## Exercise task:
Return verbatim every line of the entries from the line containing "Target: emergency exit door" through the end of the entries, both ends included, and leave out the pictures.
— START —
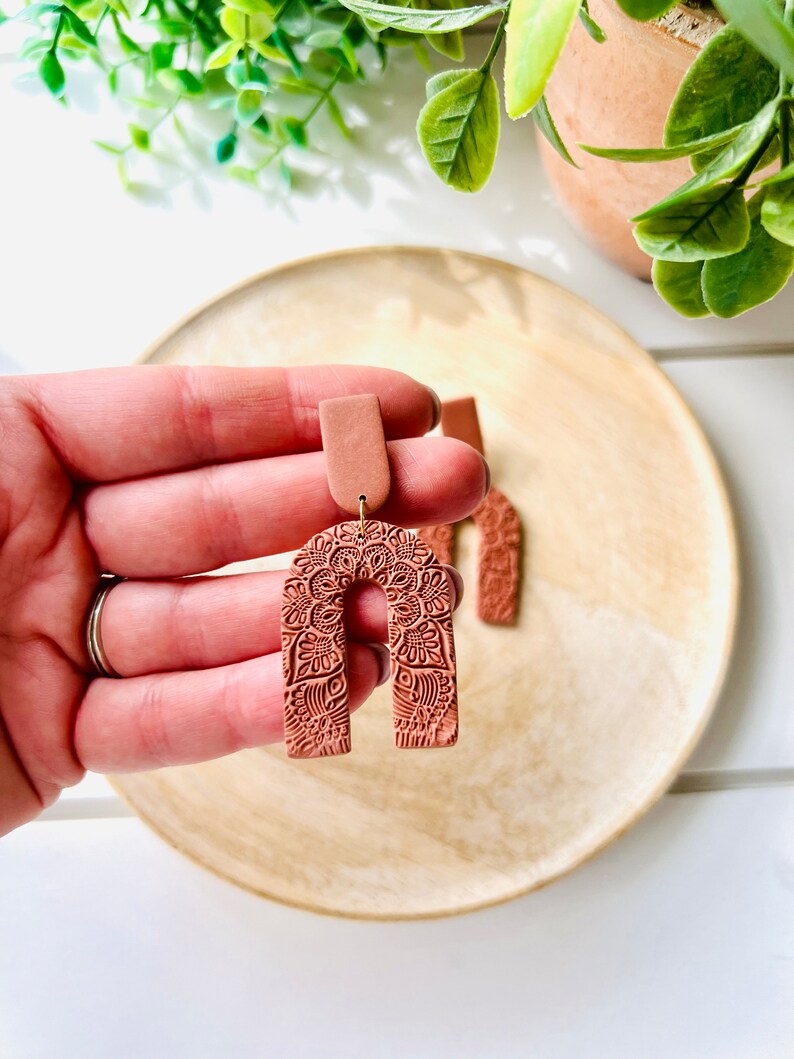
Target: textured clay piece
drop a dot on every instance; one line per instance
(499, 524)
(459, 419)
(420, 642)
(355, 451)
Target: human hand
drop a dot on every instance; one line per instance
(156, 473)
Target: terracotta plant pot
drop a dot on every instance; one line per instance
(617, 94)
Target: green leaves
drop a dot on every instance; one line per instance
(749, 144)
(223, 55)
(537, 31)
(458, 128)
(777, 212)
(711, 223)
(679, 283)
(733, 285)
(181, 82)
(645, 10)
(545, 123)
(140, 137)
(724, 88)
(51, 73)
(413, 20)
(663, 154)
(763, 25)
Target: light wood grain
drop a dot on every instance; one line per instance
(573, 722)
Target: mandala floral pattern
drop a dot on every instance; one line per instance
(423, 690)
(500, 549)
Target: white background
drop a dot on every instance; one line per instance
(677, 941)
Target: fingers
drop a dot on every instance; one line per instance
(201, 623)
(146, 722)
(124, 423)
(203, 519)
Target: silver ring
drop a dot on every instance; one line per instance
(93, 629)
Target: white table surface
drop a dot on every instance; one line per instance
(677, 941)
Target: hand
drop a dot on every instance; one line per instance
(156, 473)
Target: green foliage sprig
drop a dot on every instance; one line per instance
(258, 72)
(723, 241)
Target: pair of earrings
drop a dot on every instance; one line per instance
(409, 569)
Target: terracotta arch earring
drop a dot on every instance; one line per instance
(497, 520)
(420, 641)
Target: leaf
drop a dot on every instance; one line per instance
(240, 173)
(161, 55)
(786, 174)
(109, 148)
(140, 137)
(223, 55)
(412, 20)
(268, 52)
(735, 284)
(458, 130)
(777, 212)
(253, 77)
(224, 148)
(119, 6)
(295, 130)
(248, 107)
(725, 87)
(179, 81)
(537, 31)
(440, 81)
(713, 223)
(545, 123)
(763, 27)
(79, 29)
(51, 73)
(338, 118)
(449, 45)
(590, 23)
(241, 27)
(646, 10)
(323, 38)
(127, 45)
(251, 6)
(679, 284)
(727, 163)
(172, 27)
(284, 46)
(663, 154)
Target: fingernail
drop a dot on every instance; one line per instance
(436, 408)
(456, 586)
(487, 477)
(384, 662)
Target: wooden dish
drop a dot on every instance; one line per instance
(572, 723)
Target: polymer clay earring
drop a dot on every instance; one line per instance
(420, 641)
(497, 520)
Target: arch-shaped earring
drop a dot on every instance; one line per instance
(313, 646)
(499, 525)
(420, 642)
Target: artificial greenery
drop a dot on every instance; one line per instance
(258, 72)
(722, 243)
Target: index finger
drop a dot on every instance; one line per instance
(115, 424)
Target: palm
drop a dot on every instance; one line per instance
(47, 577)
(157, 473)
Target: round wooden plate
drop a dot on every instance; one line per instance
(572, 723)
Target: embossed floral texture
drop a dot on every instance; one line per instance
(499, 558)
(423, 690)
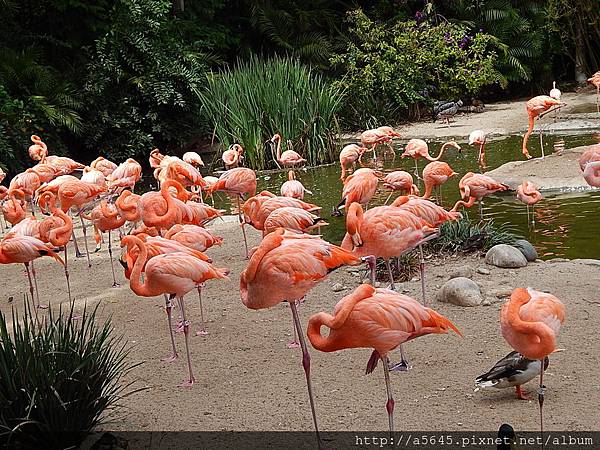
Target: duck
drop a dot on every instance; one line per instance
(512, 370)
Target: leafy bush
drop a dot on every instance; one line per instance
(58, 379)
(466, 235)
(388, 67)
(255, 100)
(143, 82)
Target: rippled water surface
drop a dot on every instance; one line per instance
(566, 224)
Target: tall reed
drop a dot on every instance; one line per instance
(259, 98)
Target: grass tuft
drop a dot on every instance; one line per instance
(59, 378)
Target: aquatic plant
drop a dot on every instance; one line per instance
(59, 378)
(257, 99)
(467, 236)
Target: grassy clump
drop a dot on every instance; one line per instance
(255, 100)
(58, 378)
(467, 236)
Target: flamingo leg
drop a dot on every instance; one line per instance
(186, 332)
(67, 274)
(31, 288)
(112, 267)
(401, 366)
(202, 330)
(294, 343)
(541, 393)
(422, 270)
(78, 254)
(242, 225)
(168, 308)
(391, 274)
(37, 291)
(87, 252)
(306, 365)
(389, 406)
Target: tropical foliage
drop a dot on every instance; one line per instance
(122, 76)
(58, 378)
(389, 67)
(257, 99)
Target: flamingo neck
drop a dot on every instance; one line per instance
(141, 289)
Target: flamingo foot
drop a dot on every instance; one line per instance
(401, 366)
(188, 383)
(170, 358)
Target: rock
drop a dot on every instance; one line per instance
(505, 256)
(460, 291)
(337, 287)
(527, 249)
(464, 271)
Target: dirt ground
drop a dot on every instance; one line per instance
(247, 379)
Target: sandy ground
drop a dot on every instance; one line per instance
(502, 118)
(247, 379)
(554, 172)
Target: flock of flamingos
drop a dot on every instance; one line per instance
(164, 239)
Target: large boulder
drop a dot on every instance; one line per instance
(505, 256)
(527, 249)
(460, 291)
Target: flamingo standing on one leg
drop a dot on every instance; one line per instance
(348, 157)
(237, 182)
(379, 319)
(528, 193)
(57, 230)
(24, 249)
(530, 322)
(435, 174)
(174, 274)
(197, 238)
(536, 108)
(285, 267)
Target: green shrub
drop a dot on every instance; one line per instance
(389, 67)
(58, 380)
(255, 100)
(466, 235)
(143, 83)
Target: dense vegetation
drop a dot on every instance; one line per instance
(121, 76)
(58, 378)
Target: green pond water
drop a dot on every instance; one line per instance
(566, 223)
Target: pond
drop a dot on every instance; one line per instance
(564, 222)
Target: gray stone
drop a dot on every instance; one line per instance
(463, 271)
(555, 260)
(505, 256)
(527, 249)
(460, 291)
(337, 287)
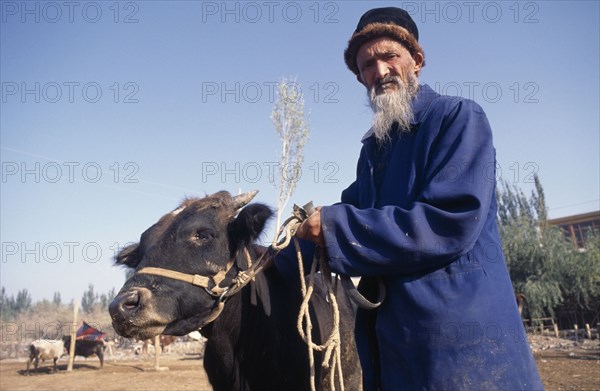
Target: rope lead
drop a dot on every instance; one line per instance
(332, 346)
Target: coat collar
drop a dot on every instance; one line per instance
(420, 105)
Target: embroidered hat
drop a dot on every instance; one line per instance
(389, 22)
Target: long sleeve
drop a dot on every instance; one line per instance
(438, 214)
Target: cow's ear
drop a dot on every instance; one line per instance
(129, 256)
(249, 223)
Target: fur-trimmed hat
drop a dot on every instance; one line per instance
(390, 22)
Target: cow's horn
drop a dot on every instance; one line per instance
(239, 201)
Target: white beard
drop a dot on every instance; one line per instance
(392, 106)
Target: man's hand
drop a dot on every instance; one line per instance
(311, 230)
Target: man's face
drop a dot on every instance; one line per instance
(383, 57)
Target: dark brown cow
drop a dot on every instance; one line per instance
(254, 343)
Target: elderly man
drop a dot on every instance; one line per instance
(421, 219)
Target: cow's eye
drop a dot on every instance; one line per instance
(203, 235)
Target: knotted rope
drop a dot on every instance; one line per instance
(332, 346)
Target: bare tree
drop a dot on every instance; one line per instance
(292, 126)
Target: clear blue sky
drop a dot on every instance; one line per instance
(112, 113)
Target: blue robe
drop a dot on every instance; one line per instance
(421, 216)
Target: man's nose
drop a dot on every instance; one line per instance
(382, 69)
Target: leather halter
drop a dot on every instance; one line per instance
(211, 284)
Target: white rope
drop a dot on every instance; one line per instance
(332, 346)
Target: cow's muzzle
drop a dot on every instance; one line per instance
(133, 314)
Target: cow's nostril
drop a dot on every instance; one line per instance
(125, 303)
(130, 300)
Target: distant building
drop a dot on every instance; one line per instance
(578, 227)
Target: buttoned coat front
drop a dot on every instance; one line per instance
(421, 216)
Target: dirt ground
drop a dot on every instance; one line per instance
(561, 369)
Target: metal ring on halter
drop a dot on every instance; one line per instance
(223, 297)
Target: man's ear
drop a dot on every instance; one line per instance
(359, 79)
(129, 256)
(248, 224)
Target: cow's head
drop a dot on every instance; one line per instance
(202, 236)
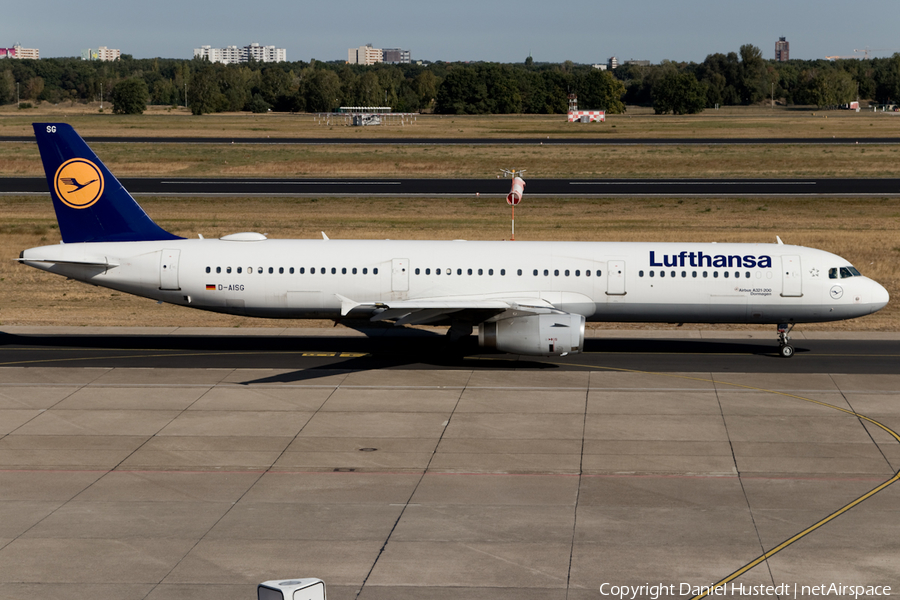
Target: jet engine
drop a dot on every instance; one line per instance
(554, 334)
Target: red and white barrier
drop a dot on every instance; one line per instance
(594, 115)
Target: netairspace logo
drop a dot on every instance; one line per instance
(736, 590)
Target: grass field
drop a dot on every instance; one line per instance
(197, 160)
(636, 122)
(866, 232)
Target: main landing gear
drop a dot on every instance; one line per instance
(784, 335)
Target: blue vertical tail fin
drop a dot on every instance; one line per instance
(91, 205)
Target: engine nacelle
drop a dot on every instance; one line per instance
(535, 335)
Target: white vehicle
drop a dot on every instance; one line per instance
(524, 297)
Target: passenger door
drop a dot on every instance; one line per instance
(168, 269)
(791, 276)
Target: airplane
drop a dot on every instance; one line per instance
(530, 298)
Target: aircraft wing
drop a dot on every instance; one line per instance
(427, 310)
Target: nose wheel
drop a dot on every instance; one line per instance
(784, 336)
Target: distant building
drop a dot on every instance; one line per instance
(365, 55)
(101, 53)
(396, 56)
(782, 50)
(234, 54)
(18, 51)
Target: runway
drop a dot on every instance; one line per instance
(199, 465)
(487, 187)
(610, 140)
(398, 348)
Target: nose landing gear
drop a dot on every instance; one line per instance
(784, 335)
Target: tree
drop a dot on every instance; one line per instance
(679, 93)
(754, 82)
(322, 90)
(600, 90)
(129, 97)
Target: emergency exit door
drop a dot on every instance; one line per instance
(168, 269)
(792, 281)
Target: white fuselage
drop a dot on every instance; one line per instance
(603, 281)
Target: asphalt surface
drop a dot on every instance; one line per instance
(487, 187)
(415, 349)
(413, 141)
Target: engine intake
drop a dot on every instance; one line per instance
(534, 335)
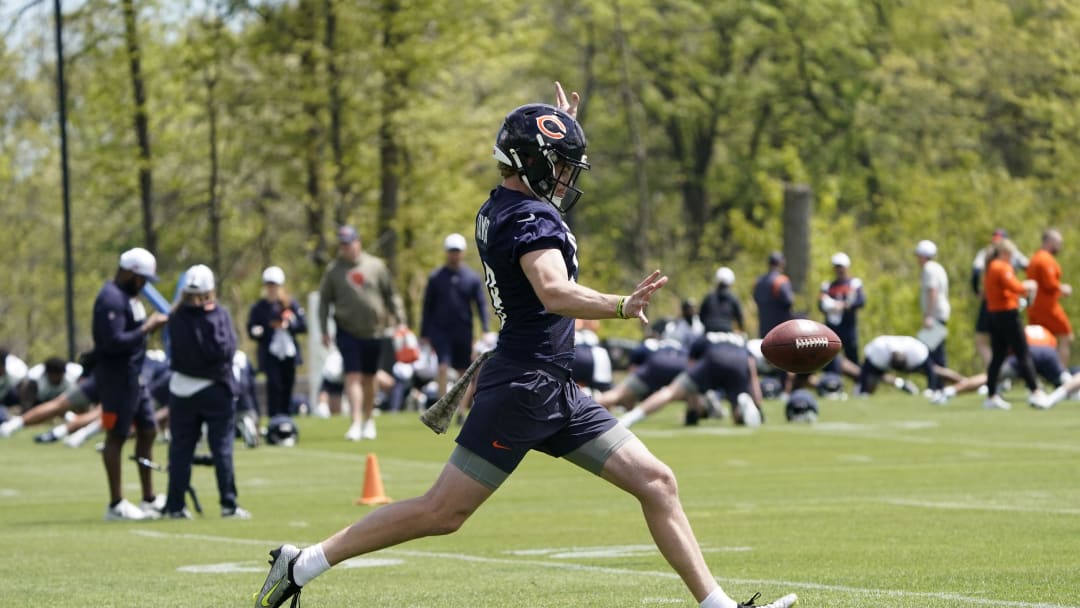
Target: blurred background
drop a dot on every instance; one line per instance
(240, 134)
— END —
## Final result:
Target: emergency exit door
drop a dot on every instance; one line per instance
(168, 269)
(792, 281)
Target: white fuselage
drop a dot on every instance; one line per instance
(603, 281)
Target: asphalt surface
drop a dot on every instance; one line per instance
(487, 187)
(415, 349)
(413, 141)
Target: engine intake
drop a dot on every instance; one line per instance
(534, 335)
Target: blurred background
drop a dot on every instance; one line per instance
(240, 134)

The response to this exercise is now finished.